═══ GIVEN TEXT ═══

The outrage from parents and students is justified. The last-minute postponement throws a wrench into meticulous study plans, creating confusion and frustration. This disruption isn’t merely academic; it chips away at the focus and confidence students need to succeed. The excuse of not receiving question papers on time is simply unacceptable. JKSCERT is entrusted with the crucial responsibility of conducting these exams, and such lapses demonstrate a complete lack of planning and foresight.

This isn’t an isolated incident. JKSCERT’s earlier proposal to conduct regional language exams simultaneously across zones, despite a lack of Kashmiri subject question papers, is another example of ad-hoc decision making. The excuse of “paucity of time” is a hollow justification for neglecting a core subject for a significant student population. These decisions reflect a systemic issue within JKSCERT – a culture of disorganization and a complete disconnect from the realities faced by students and educators in Kashmir.

The consequences of this broken system are far-reaching. Students lose precious study time, their focus wavers, and uncertainty creeps in. Parents are left bewildered and frustrated, questioning the very foundation of the education system they entrust their children to. This lack of trust breeds apathy and disengagement, hindering the overall learning environment.

JKSCERT needs to act swiftly and decisively to restore faith in the examination system.

Firstly, a thorough investigation into the lapses that led to the exam postponement is essential. Those found responsible for the mismanagement must be held accountable. This will send a strong message that such failures will not be tolerated.

═══ PROVIDED DATA ═══

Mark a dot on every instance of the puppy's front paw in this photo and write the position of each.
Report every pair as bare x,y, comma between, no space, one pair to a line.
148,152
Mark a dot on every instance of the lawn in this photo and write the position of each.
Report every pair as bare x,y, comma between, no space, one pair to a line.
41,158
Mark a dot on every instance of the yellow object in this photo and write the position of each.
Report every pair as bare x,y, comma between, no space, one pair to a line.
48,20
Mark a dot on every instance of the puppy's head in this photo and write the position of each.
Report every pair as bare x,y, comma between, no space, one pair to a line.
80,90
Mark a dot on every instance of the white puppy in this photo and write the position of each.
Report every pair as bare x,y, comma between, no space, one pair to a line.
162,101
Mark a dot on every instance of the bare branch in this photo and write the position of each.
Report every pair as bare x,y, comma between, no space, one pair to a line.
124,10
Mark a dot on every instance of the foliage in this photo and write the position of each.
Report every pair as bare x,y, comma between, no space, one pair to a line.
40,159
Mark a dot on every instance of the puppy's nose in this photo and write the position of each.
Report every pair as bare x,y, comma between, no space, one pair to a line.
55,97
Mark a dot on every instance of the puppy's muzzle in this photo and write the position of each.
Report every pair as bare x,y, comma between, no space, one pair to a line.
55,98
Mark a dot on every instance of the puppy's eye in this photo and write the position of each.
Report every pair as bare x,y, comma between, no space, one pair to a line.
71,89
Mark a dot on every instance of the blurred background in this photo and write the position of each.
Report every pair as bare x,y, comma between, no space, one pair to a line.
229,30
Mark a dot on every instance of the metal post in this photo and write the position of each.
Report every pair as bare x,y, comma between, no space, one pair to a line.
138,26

═══

> GIVEN INSTRUCTION 1
In the piece on the JKSCERT exam postponement, change "bewildered" to "confused" in the part that opens with the words containing "The consequences of" and closes with "the examination system.", then give that part again.
> GIVEN INSTRUCTION 2
Answer these questions from the piece on the JKSCERT exam postponement:
(a) What excuse was given for postponing the exams?
(b) The question papers for which subject were lacking when regional language exams were proposed?
(c) What does the piece call essential as the first step?
The records have nothing to do with the piece on the JKSCERT exam postponement.

> EXPECTED ANSWER 1
The consequences of this broken system are far-reaching. Students lose precious study time, their focus wavers, and uncertainty creeps in. Parents are left confused and frustrated, questioning the very foundation of the education system they entrust their children to. This lack of trust breeds apathy and disengagement, hindering the overall learning environment.

JKSCERT needs to act swiftly and decisively to restore faith in the examination system.

> EXPECTED ANSWER 2
(a) Not receiving question papers on time.
(b) Kashmiri.
(c) A thorough investigation into the lapses that led to the exam postponement.